DOMRADIO.DE: In den USA wird das Thema Abtreibung in Politik und Gesellschaft deutlich heftiger diskutiert als bei uns. Worin liegt denn der Unterschied zu Deutschland?
Prof. Dr. Godehard Brüntrup (Jesuitenpater und USA-Kenner): Der Unterschied liegt darin, dass sich die gesellschaftlichen Gruppen in Deutschland - die eine wollte eine weitgehende Liberalisierung der Abtreibung, die andere, zu der auch die Katholiken gehören, wollte Abtreibung extrem begrenzen - zu einem Kompromiss durchgerungen haben. Abtreibung ist in Deutschland möglich, aber doch relativ stark eingeschränkt und staatlich reglementiert.
In den USA ist dieser gesellschaftliche Konflikt so ausgegangen, dass sich die Abtreibungsbefürworter radikal durchgesetzt haben und Abtreibung praktisch bis zum neunten Monat relativ leicht möglich ist. Die andere Gruppierung - also diejenigen, die gegen Abtreibung sind - haben auf der ganzen Linie verloren. Und damit schwelt der Konflikt ständig weiter.
DOMRADIO.DE: Das Ganze beruht auf einem Gerichtsurteil von 1973. Seit 45 Jahren ist Abtreibung in den USA also legal. Deshalb hat sich damals auch dieser Marsch für das Leben etabliert. Wie denkt denn die Gesellschaft in den USA über diese Veranstaltung? Es nahmen ja tatsächlich hunderttausende Menschen teil.
Brüntrup: Der Marsch ist eben Ausdruck dieses schwelenden gesellschaftlichen Konflikts. Ein erheblicher Teil der Bevölkerung - nach einigen Untersuchungen sogar die Mehrheit - ist der Meinung, dass in den USA die Abtreibungsregelung viel zu liberal ist. Und der Unwille darüber äußert sich Jahr für Jahr in diesem Marsch. Dahinter stehen natürlich auch Kräfte. Da stehen die Kirchen dahinter, vor allen Dingen die evangelikalen Kirchen aus dem Bible Belt. Aber auch die katholische Kirche hat diesen Marsch immer unterstützt.

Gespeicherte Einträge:
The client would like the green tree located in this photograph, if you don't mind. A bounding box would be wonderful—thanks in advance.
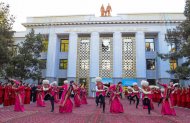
[6,29,43,80]
[0,3,14,76]
[159,0,190,79]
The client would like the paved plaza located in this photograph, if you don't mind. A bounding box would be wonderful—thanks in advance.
[0,98,190,123]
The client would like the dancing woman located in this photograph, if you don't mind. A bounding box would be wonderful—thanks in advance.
[81,85,88,104]
[130,82,140,108]
[12,80,24,112]
[71,81,81,107]
[141,80,152,114]
[59,80,73,113]
[96,77,106,113]
[36,80,45,107]
[158,82,176,116]
[109,82,124,113]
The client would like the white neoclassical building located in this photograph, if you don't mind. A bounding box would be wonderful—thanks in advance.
[15,13,185,94]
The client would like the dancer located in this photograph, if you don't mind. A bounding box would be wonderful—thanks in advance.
[141,80,151,114]
[95,77,106,113]
[127,86,135,104]
[36,80,45,107]
[71,81,81,107]
[158,82,176,116]
[109,82,124,113]
[12,80,24,112]
[130,82,140,108]
[24,84,31,104]
[81,84,88,104]
[0,82,3,105]
[59,80,73,113]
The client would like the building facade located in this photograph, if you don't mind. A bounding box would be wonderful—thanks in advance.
[15,13,185,95]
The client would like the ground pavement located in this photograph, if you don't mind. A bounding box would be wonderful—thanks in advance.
[0,98,190,123]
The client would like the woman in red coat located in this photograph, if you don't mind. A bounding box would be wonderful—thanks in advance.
[10,86,16,105]
[0,82,3,105]
[3,83,11,106]
[181,87,186,107]
[24,84,31,104]
[177,87,181,107]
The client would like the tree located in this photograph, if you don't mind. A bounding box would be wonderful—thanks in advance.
[159,0,190,79]
[6,29,43,80]
[0,3,15,76]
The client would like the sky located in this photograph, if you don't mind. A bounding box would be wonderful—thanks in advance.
[0,0,186,31]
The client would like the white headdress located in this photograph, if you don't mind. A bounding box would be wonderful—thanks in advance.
[160,88,165,92]
[141,80,149,86]
[63,80,69,84]
[133,82,138,86]
[127,86,132,89]
[42,80,49,84]
[50,81,57,86]
[95,77,102,82]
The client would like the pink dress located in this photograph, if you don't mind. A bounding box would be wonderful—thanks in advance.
[81,88,88,104]
[14,86,24,112]
[160,84,176,116]
[36,86,46,107]
[142,89,154,110]
[109,85,124,113]
[59,84,73,113]
[54,87,59,103]
[74,88,81,107]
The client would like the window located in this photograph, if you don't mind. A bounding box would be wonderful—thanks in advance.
[60,39,69,52]
[170,59,177,70]
[146,38,155,52]
[58,78,67,86]
[42,39,48,52]
[102,38,110,52]
[40,59,47,69]
[147,79,156,85]
[102,60,111,70]
[169,43,176,52]
[146,59,155,70]
[59,59,68,69]
[12,45,18,56]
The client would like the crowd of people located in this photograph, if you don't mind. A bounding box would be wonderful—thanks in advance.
[0,79,87,113]
[0,77,190,116]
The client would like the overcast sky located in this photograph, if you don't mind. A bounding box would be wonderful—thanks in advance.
[0,0,186,31]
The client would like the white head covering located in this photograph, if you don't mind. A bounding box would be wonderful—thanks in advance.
[95,77,102,82]
[50,81,57,86]
[42,80,49,84]
[127,86,132,89]
[133,82,137,86]
[160,88,165,92]
[63,80,69,84]
[141,80,149,86]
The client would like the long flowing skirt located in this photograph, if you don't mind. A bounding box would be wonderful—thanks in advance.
[74,94,81,107]
[36,94,46,107]
[161,100,176,116]
[81,95,88,104]
[110,97,124,113]
[14,95,24,112]
[54,93,59,103]
[59,98,73,113]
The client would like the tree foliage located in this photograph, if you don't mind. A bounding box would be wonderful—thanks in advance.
[0,3,15,76]
[6,29,43,80]
[159,0,190,79]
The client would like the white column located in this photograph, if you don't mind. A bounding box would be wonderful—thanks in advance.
[67,32,78,78]
[113,32,122,78]
[90,32,100,77]
[46,31,58,80]
[135,32,146,78]
[158,32,170,78]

__Aufgabe__.
Prüfe, ob die folgenden Aussagen mit dem Interview über Abtreibung in den USA übereinstimmen, und belege jede Antwort mit Ja oder Nein und einem wörtlichen Zitat.
1. In Deutschland ist Abtreibung überhaupt nicht möglich.
2. Die legale Abtreibung in den USA geht auf ein Gerichtsurteil von 1973 zurück.
3. Die katholische Kirche hat den Marsch für das Leben immer unterstützt.

__Lösung__.
1. Nein: „Abtreibung ist in Deutschland möglich, aber doch relativ stark eingeschränkt und staatlich reglementiert.“
2. Ja: „Das Ganze beruht auf einem Gerichtsurteil von 1973.“
3. Ja: „Aber auch die katholische Kirche hat diesen Marsch immer unterstützt.“